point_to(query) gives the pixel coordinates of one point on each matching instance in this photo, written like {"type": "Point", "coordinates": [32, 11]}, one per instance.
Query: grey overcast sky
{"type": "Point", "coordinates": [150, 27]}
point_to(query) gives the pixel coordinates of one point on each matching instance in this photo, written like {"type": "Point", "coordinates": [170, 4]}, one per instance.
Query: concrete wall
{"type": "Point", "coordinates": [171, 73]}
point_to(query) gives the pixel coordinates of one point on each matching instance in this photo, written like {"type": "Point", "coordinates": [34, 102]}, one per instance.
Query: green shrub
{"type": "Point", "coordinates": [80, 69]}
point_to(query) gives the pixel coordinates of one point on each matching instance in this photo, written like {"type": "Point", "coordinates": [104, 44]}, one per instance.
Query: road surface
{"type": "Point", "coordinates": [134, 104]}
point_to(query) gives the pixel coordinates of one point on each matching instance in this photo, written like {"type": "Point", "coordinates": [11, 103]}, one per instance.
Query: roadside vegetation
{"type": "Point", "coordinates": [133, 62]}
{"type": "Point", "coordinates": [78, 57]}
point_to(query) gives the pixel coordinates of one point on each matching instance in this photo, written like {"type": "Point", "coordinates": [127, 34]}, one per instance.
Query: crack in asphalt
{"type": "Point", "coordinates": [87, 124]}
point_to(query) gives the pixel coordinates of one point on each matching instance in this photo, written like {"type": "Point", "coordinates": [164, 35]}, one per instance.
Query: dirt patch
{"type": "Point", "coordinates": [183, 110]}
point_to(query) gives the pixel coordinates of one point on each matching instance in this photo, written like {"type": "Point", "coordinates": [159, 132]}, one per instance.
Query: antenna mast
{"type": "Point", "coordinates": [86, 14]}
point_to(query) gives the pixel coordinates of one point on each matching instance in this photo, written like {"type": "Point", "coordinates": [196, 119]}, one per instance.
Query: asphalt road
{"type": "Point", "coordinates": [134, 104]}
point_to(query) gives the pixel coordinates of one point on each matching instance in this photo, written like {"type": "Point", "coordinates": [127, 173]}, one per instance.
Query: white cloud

__TASK GOAL__.
Print the records above exactly as they appear.

__COMPLETED TASK__.
point_to(query) gives the pixel coordinates of one point on each matching instance in this photo, written like {"type": "Point", "coordinates": [32, 11]}, one per instance.
Query: grey overcast sky
{"type": "Point", "coordinates": [150, 27]}
point_to(query) gives the pixel coordinates of one point on each matching instance in this photo, written like {"type": "Point", "coordinates": [170, 4]}, one per instance.
Query: concrete wall
{"type": "Point", "coordinates": [171, 73]}
point_to(query) gives the pixel coordinates of one point on each matching instance in this photo, written like {"type": "Point", "coordinates": [34, 102]}, one per instance.
Query: green shrub
{"type": "Point", "coordinates": [80, 69]}
point_to(query) gives the pixel coordinates of one point on each matching instance in this photo, written like {"type": "Point", "coordinates": [104, 44]}, one per instance.
Query: road surface
{"type": "Point", "coordinates": [134, 104]}
point_to(query) gives the pixel coordinates of one point on each matching instance in this photo, written like {"type": "Point", "coordinates": [11, 103]}, one per instance.
Query: roadside vegetation
{"type": "Point", "coordinates": [133, 62]}
{"type": "Point", "coordinates": [78, 57]}
point_to(query) gives the pixel coordinates of one point on each matching instance in this photo, written like {"type": "Point", "coordinates": [127, 34]}, one per instance.
Query: crack in asphalt
{"type": "Point", "coordinates": [87, 124]}
point_to(query) gives the pixel coordinates of one point on each matching instance in this photo, written like {"type": "Point", "coordinates": [164, 35]}, one per instance.
Query: dirt patch
{"type": "Point", "coordinates": [183, 110]}
point_to(query) gives the pixel coordinates of one point on each matching instance in this photo, written like {"type": "Point", "coordinates": [159, 132]}, one per instance.
Query: antenna mast
{"type": "Point", "coordinates": [86, 14]}
point_to(query) gives the pixel coordinates of one point on each matching instance in this photo, written like {"type": "Point", "coordinates": [196, 119]}, one per instance.
Query: asphalt road
{"type": "Point", "coordinates": [134, 104]}
point_to(query) gives the pixel coordinates of one point on each matching instance in this photo, written like {"type": "Point", "coordinates": [127, 173]}, one per instance.
Query: white cloud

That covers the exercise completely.